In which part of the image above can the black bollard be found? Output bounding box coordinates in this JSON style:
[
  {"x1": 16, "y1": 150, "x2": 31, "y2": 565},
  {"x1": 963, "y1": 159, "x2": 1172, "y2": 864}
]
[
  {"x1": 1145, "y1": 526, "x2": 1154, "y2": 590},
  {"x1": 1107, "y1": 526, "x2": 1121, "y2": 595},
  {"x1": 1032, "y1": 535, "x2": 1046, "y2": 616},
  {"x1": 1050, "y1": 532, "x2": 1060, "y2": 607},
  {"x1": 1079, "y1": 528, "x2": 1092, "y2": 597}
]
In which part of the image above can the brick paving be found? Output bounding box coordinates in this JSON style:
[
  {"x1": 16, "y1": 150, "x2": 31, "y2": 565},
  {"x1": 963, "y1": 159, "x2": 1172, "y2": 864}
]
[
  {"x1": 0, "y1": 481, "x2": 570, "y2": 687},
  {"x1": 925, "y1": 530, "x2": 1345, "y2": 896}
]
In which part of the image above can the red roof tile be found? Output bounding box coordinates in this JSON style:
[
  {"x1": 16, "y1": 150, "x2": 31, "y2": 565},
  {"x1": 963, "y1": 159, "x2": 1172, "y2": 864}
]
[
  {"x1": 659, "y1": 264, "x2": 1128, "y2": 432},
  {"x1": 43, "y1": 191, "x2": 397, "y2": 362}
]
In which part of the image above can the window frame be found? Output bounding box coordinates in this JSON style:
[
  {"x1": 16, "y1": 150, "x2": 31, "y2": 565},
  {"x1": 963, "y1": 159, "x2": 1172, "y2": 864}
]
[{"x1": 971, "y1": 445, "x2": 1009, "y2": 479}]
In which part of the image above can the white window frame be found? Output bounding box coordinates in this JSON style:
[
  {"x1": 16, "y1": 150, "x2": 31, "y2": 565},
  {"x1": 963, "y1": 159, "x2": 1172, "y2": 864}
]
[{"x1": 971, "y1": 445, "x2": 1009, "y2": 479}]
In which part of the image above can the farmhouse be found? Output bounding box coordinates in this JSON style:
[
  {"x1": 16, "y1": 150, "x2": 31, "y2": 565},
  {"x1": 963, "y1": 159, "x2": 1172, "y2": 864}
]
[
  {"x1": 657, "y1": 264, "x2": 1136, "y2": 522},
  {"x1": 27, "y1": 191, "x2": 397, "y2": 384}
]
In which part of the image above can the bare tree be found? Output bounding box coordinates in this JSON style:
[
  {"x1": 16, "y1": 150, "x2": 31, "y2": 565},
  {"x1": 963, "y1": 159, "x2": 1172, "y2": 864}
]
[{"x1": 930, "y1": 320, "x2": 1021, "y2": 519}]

WHAT IS ASKED: Gather every line in the material above that contains the string "found". Case counts.

THE REPLY:
In which part of the image above can the black bollard be found? Output bounding box coordinates in this JSON style:
In which part of the image above can the brick paving be found? Output bounding box coordinates in this JSON style:
In which part of the image above can the red roof tile be found? Output bounding box coordinates in this JSON style:
In which part of the image above can the window frame be found? Output bounding box coordinates in this JSON style:
In which part of the image above can the white window frame be found? Output bounding box coordinates in this JSON style:
In which part of the image above can the farmhouse be found? Output bounding box coordinates in this JSON style:
In which part of the image above can the bare tree be found? Output bounding box coordinates in this JSON style:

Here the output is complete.